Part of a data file
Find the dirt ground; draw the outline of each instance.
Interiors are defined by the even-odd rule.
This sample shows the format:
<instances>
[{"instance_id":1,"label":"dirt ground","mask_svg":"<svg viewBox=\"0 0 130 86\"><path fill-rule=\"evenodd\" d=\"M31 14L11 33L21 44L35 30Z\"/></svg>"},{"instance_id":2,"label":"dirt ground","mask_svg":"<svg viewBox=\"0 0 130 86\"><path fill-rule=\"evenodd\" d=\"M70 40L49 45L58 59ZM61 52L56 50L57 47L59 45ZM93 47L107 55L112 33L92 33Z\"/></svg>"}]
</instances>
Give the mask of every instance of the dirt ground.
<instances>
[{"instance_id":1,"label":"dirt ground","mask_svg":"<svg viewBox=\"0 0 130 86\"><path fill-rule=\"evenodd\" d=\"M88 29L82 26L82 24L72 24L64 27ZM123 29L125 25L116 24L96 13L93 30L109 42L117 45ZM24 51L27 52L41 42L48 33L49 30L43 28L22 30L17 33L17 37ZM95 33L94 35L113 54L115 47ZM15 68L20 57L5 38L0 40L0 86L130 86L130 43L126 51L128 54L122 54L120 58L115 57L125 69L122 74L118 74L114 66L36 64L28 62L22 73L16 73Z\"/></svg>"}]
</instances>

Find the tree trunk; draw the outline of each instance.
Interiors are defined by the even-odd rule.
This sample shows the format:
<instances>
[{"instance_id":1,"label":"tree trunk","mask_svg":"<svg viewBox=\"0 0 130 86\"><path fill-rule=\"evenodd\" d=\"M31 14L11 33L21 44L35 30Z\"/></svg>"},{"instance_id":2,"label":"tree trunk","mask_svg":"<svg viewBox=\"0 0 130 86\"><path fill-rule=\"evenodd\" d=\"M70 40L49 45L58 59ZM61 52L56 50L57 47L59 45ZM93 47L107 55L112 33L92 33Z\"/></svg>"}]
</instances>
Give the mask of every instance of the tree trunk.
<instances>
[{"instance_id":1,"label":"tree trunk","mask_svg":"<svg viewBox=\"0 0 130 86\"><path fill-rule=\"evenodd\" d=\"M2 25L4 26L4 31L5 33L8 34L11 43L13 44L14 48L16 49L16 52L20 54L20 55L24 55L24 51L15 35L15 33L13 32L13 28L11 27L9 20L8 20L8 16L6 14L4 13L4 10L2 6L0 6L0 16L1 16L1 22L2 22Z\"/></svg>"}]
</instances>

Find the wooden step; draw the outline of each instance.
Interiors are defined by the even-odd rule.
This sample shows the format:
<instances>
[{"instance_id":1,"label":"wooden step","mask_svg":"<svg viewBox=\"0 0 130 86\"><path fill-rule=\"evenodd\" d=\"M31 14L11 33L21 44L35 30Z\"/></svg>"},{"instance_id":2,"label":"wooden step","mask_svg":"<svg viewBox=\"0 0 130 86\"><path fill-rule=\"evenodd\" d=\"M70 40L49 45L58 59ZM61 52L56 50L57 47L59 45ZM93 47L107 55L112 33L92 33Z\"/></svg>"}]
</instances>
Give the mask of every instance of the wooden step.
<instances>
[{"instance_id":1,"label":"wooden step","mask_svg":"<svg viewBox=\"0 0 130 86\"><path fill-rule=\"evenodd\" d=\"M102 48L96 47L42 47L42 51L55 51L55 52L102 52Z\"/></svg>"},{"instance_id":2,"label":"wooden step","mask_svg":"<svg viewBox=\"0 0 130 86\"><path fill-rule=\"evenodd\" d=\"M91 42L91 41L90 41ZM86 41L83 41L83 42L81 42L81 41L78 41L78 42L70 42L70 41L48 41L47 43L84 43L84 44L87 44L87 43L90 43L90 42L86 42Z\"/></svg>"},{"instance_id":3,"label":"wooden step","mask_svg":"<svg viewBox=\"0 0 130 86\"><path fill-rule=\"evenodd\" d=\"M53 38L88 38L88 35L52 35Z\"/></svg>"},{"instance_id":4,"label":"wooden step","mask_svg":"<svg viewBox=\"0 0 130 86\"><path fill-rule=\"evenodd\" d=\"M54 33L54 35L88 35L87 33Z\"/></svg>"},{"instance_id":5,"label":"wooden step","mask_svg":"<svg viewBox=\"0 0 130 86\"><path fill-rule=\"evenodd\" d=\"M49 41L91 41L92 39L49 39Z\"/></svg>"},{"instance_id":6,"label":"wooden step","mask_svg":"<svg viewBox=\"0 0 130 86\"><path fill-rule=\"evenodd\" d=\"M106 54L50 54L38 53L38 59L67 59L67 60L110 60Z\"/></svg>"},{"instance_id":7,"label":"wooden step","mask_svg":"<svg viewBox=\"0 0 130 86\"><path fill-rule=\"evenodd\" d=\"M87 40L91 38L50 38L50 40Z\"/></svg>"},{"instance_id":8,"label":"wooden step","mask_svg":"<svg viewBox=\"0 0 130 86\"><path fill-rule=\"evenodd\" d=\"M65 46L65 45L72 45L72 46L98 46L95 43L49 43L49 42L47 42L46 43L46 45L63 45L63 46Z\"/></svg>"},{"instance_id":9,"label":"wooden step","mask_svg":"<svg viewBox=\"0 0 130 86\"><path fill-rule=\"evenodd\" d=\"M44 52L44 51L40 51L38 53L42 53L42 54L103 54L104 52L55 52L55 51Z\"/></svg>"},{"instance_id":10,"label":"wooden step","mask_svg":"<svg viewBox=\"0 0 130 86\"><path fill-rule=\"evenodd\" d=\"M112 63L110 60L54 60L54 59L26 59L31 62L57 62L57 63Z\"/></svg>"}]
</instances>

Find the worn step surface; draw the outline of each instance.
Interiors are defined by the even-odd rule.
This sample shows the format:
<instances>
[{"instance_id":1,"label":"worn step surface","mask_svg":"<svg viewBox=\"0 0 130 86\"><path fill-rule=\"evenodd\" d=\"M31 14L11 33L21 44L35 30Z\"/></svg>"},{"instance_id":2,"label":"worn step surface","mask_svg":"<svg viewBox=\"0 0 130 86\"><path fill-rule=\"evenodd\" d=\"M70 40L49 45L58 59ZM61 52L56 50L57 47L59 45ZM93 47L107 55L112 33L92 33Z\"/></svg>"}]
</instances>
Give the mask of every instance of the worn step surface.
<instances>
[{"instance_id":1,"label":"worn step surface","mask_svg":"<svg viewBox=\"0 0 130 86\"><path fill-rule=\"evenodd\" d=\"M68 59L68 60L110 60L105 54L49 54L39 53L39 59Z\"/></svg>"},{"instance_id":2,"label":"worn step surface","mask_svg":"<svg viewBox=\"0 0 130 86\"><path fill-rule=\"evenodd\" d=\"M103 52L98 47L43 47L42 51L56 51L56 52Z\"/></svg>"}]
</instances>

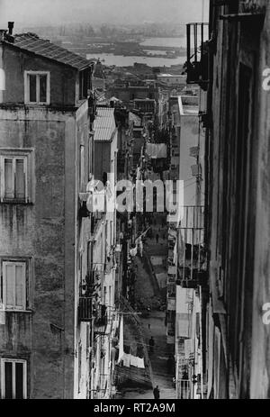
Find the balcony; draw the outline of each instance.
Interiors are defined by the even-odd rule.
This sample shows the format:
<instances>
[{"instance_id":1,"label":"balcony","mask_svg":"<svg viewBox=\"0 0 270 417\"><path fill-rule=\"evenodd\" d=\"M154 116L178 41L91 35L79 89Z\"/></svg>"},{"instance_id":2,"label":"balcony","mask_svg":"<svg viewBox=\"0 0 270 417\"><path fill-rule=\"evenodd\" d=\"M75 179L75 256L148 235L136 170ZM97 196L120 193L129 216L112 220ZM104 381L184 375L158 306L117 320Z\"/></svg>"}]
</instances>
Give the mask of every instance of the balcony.
<instances>
[{"instance_id":1,"label":"balcony","mask_svg":"<svg viewBox=\"0 0 270 417\"><path fill-rule=\"evenodd\" d=\"M91 322L93 297L79 297L78 320L79 322Z\"/></svg>"},{"instance_id":2,"label":"balcony","mask_svg":"<svg viewBox=\"0 0 270 417\"><path fill-rule=\"evenodd\" d=\"M184 288L207 284L202 206L184 207L178 235L176 284Z\"/></svg>"},{"instance_id":3,"label":"balcony","mask_svg":"<svg viewBox=\"0 0 270 417\"><path fill-rule=\"evenodd\" d=\"M186 25L186 82L198 84L205 91L209 82L207 31L208 23Z\"/></svg>"},{"instance_id":4,"label":"balcony","mask_svg":"<svg viewBox=\"0 0 270 417\"><path fill-rule=\"evenodd\" d=\"M191 399L192 385L189 379L178 379L176 394L178 400Z\"/></svg>"},{"instance_id":5,"label":"balcony","mask_svg":"<svg viewBox=\"0 0 270 417\"><path fill-rule=\"evenodd\" d=\"M94 332L98 334L105 334L108 324L107 306L104 304L97 304L93 309L94 318Z\"/></svg>"}]
</instances>

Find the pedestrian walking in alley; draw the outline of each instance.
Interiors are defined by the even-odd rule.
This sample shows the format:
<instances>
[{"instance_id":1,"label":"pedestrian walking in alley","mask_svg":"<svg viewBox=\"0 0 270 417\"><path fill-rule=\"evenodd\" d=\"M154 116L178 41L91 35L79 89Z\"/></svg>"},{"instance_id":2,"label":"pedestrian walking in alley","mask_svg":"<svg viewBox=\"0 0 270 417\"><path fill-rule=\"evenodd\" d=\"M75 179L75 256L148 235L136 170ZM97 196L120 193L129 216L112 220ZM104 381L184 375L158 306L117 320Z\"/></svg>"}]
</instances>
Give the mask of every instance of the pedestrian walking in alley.
<instances>
[{"instance_id":1,"label":"pedestrian walking in alley","mask_svg":"<svg viewBox=\"0 0 270 417\"><path fill-rule=\"evenodd\" d=\"M160 395L159 395L158 385L157 385L156 388L153 389L153 394L154 394L155 400L159 400Z\"/></svg>"},{"instance_id":2,"label":"pedestrian walking in alley","mask_svg":"<svg viewBox=\"0 0 270 417\"><path fill-rule=\"evenodd\" d=\"M153 336L151 336L151 339L149 340L149 350L150 350L150 353L154 352L154 346L155 346L155 340L153 339Z\"/></svg>"}]
</instances>

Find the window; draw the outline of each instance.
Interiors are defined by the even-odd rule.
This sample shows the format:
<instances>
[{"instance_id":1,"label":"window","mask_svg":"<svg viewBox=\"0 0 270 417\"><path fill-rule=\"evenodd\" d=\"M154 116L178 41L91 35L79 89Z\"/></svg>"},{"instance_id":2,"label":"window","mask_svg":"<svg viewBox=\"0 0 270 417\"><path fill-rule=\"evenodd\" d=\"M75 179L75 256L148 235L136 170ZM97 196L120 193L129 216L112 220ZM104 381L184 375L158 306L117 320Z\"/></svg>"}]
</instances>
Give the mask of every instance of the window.
<instances>
[{"instance_id":1,"label":"window","mask_svg":"<svg viewBox=\"0 0 270 417\"><path fill-rule=\"evenodd\" d=\"M26 310L25 262L3 262L2 300L6 310Z\"/></svg>"},{"instance_id":2,"label":"window","mask_svg":"<svg viewBox=\"0 0 270 417\"><path fill-rule=\"evenodd\" d=\"M1 359L2 399L26 399L26 360Z\"/></svg>"},{"instance_id":3,"label":"window","mask_svg":"<svg viewBox=\"0 0 270 417\"><path fill-rule=\"evenodd\" d=\"M50 72L25 71L26 104L50 104Z\"/></svg>"},{"instance_id":4,"label":"window","mask_svg":"<svg viewBox=\"0 0 270 417\"><path fill-rule=\"evenodd\" d=\"M27 156L0 156L1 202L28 202Z\"/></svg>"}]
</instances>

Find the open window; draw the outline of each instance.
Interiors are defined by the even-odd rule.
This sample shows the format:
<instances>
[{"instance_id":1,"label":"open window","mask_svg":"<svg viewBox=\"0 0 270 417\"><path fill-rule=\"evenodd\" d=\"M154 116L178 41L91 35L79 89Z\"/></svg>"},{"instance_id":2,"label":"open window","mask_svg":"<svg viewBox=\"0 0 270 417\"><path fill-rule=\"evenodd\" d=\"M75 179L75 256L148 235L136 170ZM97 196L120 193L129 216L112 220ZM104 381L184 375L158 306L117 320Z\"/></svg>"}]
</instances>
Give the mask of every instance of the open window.
<instances>
[{"instance_id":1,"label":"open window","mask_svg":"<svg viewBox=\"0 0 270 417\"><path fill-rule=\"evenodd\" d=\"M24 72L25 104L50 104L50 72Z\"/></svg>"},{"instance_id":2,"label":"open window","mask_svg":"<svg viewBox=\"0 0 270 417\"><path fill-rule=\"evenodd\" d=\"M31 151L0 150L0 202L30 203Z\"/></svg>"},{"instance_id":3,"label":"open window","mask_svg":"<svg viewBox=\"0 0 270 417\"><path fill-rule=\"evenodd\" d=\"M5 400L27 398L27 362L1 359L1 397Z\"/></svg>"}]
</instances>

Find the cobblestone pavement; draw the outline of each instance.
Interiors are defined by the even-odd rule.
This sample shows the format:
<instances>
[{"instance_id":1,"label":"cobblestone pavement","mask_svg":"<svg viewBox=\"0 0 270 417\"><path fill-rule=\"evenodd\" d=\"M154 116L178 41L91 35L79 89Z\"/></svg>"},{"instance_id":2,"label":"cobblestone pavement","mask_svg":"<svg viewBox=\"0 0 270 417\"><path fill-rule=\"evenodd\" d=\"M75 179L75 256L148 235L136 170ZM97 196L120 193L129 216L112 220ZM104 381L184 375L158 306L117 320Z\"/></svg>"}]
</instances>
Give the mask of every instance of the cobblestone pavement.
<instances>
[{"instance_id":1,"label":"cobblestone pavement","mask_svg":"<svg viewBox=\"0 0 270 417\"><path fill-rule=\"evenodd\" d=\"M167 250L166 229L166 227L161 228L160 219L156 225L152 225L152 229L153 239L147 240L145 250L148 256L165 256ZM158 243L157 243L157 232L162 237L165 234L166 239L159 239ZM160 399L176 399L176 390L172 384L173 375L170 375L166 368L166 360L171 353L171 349L166 344L165 312L155 310L155 304L158 299L161 299L161 294L158 286L153 281L153 276L145 261L138 258L136 263L138 266L135 284L136 298L140 299L144 305L150 305L152 308L148 318L140 319L144 341L148 349L151 336L155 340L154 352L149 353L152 367L152 384L153 386L158 385ZM129 389L122 393L122 398L153 399L153 392L152 390Z\"/></svg>"}]
</instances>

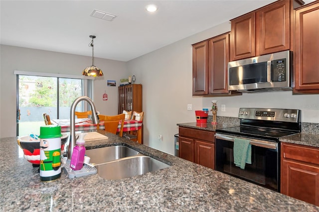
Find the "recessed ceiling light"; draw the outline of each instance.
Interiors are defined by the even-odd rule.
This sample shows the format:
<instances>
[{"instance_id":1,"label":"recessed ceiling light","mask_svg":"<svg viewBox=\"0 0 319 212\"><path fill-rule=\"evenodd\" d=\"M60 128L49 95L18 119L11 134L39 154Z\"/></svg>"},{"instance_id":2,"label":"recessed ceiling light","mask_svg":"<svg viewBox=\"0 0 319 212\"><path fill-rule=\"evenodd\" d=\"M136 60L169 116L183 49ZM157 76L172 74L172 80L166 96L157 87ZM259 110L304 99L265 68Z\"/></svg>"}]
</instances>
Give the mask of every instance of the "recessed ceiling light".
<instances>
[{"instance_id":1,"label":"recessed ceiling light","mask_svg":"<svg viewBox=\"0 0 319 212\"><path fill-rule=\"evenodd\" d=\"M155 4L149 4L145 7L145 8L150 12L153 12L158 10L158 6Z\"/></svg>"}]
</instances>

■ **Instructions for the task**: Please gather every line of the material above that contains the word "worn".

■ **The answer**:
Find the worn step surface; draw the outline of each instance.
[{"instance_id":1,"label":"worn step surface","mask_svg":"<svg viewBox=\"0 0 130 86\"><path fill-rule=\"evenodd\" d=\"M31 14L11 33L21 44L35 30Z\"/></svg>"},{"instance_id":2,"label":"worn step surface","mask_svg":"<svg viewBox=\"0 0 130 86\"><path fill-rule=\"evenodd\" d=\"M70 40L49 45L58 59ZM61 52L56 50L57 47L59 45ZM93 47L107 55L112 33L92 33Z\"/></svg>"}]
Give the mask of every instance of the worn step surface.
[{"instance_id":1,"label":"worn step surface","mask_svg":"<svg viewBox=\"0 0 130 86\"><path fill-rule=\"evenodd\" d=\"M68 59L68 60L110 60L105 54L49 54L39 53L39 59Z\"/></svg>"},{"instance_id":2,"label":"worn step surface","mask_svg":"<svg viewBox=\"0 0 130 86\"><path fill-rule=\"evenodd\" d=\"M103 52L98 47L43 47L42 51L56 51L56 52Z\"/></svg>"}]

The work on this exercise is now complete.